◆ TASKS AND EXERCISES
1. List the kinds of beach visitors named in the article on Tybee Island beach erosion.
2. Reproduce everything in the article on Tybee Island beach erosion from "Georgia News" down to "into the sea.".

◆ EXCERPTED TEXT

#####

Georgia News

Go pound sand? Eroding federal beach repair funds worry Georgia vacation mecca.

Budget cuts mean Tybee Island is vying against Jersey Shore, Hamptons for money to pump tons of sand onto narrowing beaches that fuel tourism economy.
Heavy damage to sand dunes on the north side of Tybee Island is causing rapid beach erosion, leading to the closure of public access points. (Miguel Martinez/AJC)
Heavy damage to sand dunes on the north side of Tybee Island is causing rapid beach erosion, leading to the closure of public access points. (Miguel Martinez/AJC)
21 hours ago

TYBEE ISLAND ― Twice each day, the outgoing tide on this beach near Savannah washes sand into the sea.

And every seven years, with the help of federal taxpayers and suction dredges, the sand has returned to the shore to be enjoyed by sunbathers, sandcastle builders and shell hunters.

For decades, beach towns across the country have relied on the U.S. Army Corps of Engineers’ nourishment programs to maintain the sandy shores their economies depend on. Nourishment also helps protect the towns from the ocean itself, increasingly important in an era of stronger storms and rising sea levels.

#####

◆ ENTRIES PROVIDED
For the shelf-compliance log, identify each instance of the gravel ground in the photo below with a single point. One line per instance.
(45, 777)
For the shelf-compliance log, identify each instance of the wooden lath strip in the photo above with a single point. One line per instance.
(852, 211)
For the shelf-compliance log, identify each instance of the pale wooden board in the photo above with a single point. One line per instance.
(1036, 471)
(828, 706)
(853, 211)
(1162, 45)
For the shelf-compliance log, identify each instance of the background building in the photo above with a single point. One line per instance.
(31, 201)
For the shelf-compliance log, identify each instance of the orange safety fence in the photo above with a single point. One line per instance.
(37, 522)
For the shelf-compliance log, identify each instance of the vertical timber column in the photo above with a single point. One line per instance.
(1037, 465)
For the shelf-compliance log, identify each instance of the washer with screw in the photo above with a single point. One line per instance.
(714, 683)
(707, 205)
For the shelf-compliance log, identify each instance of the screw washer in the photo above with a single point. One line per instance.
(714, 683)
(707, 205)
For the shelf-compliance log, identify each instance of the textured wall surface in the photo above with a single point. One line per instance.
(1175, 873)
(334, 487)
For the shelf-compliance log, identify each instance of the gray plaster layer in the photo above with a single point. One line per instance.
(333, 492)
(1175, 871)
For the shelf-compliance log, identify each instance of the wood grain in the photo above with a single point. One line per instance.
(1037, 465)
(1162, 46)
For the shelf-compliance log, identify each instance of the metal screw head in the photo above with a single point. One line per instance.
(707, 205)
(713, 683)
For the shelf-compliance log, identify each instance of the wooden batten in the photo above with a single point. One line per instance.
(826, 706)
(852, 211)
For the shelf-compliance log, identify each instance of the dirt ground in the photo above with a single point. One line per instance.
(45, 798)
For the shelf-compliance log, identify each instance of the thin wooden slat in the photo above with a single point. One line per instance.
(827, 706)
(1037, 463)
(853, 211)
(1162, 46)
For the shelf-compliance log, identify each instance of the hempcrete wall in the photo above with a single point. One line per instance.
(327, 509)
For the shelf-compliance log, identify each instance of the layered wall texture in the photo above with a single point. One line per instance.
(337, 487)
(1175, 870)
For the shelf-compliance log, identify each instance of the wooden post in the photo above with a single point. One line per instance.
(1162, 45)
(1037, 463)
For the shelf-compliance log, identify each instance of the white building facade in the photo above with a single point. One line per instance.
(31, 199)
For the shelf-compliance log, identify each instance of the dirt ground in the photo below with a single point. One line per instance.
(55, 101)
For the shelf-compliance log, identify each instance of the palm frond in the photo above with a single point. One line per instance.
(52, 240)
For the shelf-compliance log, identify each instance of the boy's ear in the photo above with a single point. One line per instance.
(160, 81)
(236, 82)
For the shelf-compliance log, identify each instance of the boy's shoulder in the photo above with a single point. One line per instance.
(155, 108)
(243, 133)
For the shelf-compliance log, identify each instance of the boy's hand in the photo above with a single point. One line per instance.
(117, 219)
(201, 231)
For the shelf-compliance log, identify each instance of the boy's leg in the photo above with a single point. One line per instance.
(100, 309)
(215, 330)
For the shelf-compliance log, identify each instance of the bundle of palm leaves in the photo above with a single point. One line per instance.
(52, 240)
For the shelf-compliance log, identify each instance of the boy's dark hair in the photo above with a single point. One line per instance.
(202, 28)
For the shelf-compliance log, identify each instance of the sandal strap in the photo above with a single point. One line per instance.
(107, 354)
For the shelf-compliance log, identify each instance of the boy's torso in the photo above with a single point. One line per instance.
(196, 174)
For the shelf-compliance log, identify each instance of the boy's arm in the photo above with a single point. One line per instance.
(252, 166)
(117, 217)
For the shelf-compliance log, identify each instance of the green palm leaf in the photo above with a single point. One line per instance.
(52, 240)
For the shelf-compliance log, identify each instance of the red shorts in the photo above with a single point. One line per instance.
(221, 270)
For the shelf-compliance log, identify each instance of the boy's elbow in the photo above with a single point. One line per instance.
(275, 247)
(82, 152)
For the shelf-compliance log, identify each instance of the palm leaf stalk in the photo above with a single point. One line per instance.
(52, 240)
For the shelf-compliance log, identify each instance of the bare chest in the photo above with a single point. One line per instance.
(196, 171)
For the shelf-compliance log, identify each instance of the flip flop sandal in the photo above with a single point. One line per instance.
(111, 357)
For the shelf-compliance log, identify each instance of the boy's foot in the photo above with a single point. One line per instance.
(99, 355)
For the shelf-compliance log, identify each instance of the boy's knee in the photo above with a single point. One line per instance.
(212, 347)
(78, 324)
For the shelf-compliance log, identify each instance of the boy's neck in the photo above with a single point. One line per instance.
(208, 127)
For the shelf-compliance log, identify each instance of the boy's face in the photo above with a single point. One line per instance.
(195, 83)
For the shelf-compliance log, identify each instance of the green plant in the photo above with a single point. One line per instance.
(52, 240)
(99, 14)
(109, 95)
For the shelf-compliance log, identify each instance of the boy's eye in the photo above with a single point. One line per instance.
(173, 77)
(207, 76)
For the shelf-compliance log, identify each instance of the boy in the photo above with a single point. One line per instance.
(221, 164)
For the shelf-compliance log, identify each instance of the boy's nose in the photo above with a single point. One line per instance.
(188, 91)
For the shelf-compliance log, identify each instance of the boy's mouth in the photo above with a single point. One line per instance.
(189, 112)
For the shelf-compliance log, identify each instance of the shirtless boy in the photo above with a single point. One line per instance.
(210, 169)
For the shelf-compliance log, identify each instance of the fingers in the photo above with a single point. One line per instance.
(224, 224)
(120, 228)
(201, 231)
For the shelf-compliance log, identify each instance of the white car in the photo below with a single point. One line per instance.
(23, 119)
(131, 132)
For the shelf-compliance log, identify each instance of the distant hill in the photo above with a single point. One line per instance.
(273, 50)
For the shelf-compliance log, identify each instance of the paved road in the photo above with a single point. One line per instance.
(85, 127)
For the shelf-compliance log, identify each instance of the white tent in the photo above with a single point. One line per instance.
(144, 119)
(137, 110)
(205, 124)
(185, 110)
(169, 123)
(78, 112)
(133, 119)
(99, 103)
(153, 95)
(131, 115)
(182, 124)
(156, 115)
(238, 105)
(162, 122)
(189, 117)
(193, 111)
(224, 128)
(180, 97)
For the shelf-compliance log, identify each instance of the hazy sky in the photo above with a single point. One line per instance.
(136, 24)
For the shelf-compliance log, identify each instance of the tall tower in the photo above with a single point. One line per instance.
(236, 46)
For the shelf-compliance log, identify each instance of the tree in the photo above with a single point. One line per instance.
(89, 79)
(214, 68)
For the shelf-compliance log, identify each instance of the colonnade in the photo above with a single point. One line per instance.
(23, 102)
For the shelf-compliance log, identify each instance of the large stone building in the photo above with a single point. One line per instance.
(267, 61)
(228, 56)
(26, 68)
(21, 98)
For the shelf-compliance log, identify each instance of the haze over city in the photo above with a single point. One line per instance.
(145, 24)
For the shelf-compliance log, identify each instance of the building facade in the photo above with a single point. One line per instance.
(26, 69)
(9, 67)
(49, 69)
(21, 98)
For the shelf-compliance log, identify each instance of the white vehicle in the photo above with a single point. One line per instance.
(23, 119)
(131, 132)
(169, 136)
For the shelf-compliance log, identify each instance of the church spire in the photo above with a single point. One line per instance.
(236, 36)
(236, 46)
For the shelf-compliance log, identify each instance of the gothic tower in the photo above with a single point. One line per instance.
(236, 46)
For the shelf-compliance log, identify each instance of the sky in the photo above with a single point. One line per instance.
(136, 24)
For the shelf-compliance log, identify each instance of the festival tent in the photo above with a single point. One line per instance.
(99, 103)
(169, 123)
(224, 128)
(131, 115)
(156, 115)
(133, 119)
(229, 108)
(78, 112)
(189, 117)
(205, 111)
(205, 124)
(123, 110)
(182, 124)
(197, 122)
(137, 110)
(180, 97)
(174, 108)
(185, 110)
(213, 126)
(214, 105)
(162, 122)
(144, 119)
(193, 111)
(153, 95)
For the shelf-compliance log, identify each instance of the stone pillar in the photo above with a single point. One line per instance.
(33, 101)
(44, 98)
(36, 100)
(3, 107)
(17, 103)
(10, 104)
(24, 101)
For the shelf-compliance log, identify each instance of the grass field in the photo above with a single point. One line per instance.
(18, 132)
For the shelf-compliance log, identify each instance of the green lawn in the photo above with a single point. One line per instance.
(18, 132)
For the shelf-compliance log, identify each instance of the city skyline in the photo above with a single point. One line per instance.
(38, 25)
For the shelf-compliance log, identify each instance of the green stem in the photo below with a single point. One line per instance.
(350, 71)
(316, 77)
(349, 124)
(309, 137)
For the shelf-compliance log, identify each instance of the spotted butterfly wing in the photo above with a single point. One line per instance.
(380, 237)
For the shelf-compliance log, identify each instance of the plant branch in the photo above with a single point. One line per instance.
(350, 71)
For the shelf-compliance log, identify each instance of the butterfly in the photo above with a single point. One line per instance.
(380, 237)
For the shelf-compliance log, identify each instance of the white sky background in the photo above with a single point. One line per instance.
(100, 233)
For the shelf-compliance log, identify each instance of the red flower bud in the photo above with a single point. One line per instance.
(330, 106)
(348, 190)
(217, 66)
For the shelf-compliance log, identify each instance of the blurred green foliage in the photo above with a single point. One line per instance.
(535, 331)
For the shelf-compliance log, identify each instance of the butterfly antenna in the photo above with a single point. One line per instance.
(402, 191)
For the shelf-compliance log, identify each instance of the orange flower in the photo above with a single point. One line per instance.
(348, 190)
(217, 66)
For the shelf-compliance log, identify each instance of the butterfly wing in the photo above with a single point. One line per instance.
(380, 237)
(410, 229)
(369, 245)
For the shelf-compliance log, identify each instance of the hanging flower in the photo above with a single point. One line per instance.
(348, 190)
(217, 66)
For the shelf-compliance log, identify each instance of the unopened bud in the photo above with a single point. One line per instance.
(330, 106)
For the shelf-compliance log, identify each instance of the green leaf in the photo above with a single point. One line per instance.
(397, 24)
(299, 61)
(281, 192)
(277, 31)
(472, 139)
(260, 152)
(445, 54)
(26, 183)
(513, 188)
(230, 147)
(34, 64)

#####

◆ TASK RESULTS
1.
sunbathers
sandcastle builders
shell hunters

2.
Georgia News

Go pound sand? Eroding federal beach repair funds worry Georgia vacation mecca.

Budget cuts mean Tybee Island is vying against Jersey Shore, Hamptons for money to pump tons of sand onto narrowing beaches that fuel tourism economy.
Heavy damage to sand dunes on the north side of Tybee Island is causing rapid beach erosion, leading to the closure of public access points. (Miguel Martinez/AJC)
Heavy damage to sand dunes on the north side of Tybee Island is causing rapid beach erosion, leading to the closure of public access points. (Miguel Martinez/AJC)
21 hours ago

TYBEE ISLAND ― Twice each day, the outgoing tide on this beach near Savannah washes sand into the sea.